╭─ Available data

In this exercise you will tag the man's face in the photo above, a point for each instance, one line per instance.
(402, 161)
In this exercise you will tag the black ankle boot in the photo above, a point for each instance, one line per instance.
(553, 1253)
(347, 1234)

╰─

## Task statement
Reproduce the material above, every line of it, exactly.

## Solution to the problem
In this exercise you will tag the man's face in the photo above, a point for each instance, one line per instance.
(402, 161)
In this exercise you will tag the black ankle boot in the photo above, a point for each instance, one line per instance.
(553, 1253)
(347, 1234)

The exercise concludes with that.